# What is required
Copy verbatim the stretch of the libertarianism post below that begins at the words "24601 has a" and stops after "commitment to non-coercion.".

# Supplied passage
● ● ●
24601 has a useful post over at Australian Libertarians blog. It links pretty well all the recent blog posts about the nature of libertarianism and the merits and otherwise of its various sub-cults. The principal features of the sub-cults themselves are also succinctly summarised and synthesised. I have to confess some of the finer gradations had escaped this little black duck. It tends to confirm my instinctive prejudiced view that they really do share in many ways the fanatic psychology of religious cultists or revolutionary socialists, both of whom are notorious for acrimonious divisions that only they themselves understand or give a rat’s arse about. However, the libertarians are in general less toxic than either of these bunches of loonies, because of their general commitment to non-coercion.
Moreover, I shouldn’t be churlish. At least 24601 has taken the time and patience to engage on a serious intellectual level with his blogospherical opponents, rather than just throwing insults from a distance. As I observed in my initial post, libertarianism is at the very least a useful antidote to the excessively intrusive “nanny” state, and in general terms I think we should address just about any issue with a libertarian presumption, leaving the onus of proof on the side of those who argue that the balance of public interest favours government intervention. Maybe that makes me a “neo-libertarian”: utilitarian, pragmatist and cautiously pro-war (on Iraq, that was).
On the other hand, my pragmatic observations lead me to conclude that the minimalist state results over time in a denial of freedom and equality of opportunity for an increasing proportion of the population, so that for me the onus of proof for interventionist policies is fairly weak where proposed policies are clearly aimed at fostering equality of opportunity, provided that they infringe individual freedom as little as reasonably possible. I’m not sure what that makes me; maybe just a pragmatic moderate “welfare” liberal. It really comes down, as Jason Soon observed, to drawing differing conclusions in good faith from the available evidence:
… the non-purist libertarians can be seen simply as a species of utilitarians/consequentialist who have arrived at different results from their fellow utilitarians/consequentialists who end up as left-liberals or social democrats because of different interpretation of history/policy/economic paradigms …
Presumably the differing results flow in part from different evaluations of the actual outcomes of various systems of national governance. But outcomes measured on what scale? Breadth of choice created for the greatest number of people (choice as a moral good in itself)? Maximal prosperity? Maximal happiness? If the latter, we run into those infernal happiness studies that Clive Hamilton loves (not to mention his unlikely and otherwise quite sensible mate Ross Gittins). Personally, I reckon any form of libertarianism is better than Clive’s patronising, elitist mung bean claptrap.
● ● ●
(Dataset entries)
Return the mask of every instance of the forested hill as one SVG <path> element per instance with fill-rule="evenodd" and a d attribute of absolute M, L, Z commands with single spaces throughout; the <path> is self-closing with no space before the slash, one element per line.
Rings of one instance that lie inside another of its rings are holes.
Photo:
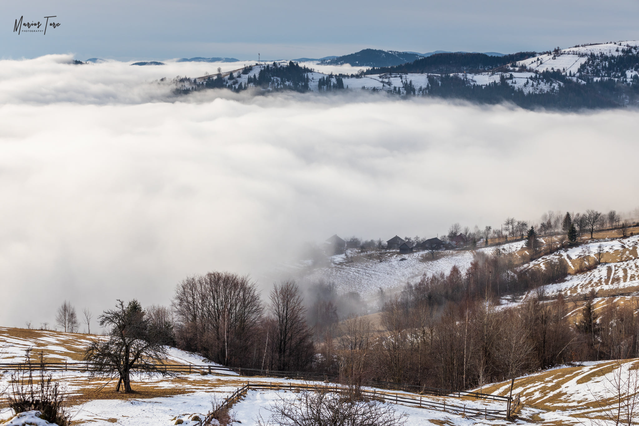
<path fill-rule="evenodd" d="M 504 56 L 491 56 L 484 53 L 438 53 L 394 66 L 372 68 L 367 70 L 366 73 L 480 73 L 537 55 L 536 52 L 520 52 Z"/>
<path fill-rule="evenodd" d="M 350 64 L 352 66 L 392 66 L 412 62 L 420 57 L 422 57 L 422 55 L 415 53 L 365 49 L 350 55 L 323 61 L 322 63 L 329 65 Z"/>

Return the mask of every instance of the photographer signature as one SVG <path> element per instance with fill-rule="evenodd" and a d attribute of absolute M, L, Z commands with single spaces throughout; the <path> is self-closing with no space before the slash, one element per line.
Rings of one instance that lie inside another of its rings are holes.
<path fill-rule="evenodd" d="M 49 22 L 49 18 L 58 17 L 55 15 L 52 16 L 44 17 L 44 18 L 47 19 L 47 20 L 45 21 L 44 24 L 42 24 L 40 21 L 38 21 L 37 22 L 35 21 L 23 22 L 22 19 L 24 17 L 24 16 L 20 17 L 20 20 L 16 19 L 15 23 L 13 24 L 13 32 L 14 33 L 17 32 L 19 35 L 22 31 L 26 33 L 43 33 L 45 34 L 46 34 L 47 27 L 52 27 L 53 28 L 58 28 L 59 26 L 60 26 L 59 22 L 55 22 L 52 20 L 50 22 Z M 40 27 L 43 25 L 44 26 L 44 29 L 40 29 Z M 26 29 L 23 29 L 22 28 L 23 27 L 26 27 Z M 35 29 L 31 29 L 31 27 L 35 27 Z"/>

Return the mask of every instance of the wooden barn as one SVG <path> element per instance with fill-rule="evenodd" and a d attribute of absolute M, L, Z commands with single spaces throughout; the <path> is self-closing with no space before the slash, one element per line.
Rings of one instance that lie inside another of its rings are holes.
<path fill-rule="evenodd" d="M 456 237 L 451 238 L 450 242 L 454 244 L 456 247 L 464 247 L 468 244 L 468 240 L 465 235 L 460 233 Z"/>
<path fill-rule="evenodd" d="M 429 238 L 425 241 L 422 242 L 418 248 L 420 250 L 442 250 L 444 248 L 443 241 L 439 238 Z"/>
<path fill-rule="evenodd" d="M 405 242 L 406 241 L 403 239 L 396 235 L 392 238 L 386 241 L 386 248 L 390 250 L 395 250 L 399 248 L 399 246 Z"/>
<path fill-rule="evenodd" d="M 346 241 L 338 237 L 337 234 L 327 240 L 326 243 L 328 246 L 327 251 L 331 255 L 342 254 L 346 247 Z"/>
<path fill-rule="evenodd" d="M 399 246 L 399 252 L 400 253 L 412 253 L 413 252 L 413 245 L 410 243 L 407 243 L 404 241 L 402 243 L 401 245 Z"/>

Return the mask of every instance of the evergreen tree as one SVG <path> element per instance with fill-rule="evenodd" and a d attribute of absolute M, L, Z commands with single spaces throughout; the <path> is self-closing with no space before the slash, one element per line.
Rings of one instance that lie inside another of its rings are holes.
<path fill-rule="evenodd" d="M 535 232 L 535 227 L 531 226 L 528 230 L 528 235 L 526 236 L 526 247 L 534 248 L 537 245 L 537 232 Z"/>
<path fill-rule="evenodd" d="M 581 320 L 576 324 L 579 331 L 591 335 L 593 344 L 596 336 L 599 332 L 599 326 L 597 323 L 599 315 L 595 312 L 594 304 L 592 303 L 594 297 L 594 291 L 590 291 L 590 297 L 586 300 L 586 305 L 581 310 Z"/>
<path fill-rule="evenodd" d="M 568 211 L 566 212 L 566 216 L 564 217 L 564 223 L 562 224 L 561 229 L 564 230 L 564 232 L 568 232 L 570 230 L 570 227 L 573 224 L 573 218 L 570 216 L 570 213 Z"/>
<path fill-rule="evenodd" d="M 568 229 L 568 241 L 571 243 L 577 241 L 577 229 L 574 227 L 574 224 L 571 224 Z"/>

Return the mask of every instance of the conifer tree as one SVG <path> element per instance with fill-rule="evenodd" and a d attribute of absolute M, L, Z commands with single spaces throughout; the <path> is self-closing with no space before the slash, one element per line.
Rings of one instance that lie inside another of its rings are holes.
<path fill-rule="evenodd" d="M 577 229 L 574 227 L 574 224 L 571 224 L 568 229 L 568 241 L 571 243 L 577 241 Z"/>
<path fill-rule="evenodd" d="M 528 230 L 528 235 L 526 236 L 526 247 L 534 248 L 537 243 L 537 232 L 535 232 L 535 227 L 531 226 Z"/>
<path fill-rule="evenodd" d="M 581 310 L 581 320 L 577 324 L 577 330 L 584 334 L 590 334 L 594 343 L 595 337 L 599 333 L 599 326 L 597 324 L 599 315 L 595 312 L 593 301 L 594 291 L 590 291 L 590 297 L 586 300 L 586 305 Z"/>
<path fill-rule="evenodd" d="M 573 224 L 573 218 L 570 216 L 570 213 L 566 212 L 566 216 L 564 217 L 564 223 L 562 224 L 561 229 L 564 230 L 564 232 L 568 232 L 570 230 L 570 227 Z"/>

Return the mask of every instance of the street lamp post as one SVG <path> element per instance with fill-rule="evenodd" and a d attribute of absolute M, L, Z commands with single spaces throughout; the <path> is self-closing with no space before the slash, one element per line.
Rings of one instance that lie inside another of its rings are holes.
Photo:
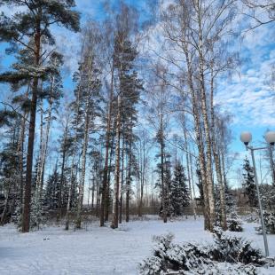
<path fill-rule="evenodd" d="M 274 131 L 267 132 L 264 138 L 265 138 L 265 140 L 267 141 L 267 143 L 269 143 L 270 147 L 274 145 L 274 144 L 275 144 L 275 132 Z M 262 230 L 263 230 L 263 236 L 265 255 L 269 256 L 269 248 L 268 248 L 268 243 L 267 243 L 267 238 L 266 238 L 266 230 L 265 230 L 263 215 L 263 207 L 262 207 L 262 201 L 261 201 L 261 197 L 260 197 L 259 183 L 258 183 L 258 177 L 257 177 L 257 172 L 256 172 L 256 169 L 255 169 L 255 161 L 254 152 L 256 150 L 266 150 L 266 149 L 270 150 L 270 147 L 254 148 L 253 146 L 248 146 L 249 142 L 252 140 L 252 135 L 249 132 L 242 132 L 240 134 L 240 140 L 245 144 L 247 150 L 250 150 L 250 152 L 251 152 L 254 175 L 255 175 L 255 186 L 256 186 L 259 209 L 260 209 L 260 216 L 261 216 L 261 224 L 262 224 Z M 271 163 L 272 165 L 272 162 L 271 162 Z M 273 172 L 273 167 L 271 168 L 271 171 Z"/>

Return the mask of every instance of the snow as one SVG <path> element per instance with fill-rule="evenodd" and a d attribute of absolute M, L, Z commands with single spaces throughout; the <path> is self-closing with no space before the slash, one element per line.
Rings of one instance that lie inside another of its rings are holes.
● ● ●
# Output below
24601 has a useful post over at Australian Libertarians blog. It links pretty well all the recent blog posts about the nature of libertarianism and the merits and otherwise of its various sub-cults. The principal features of the sub-cults themselves are also succinctly summarised and synthesised. I have to confess some of the finer gradations had escaped this little black duck. It tends to confirm my instinctive prejudiced view that they really do share in many ways the fanatic psychology of religious cultists or revolutionary socialists, both of whom are notorious for acrimonious divisions that only they themselves understand or give a rat’s arse about. However, the libertarians are in general less toxic than either of these bunches of loonies, because of their general commitment to non-coercion.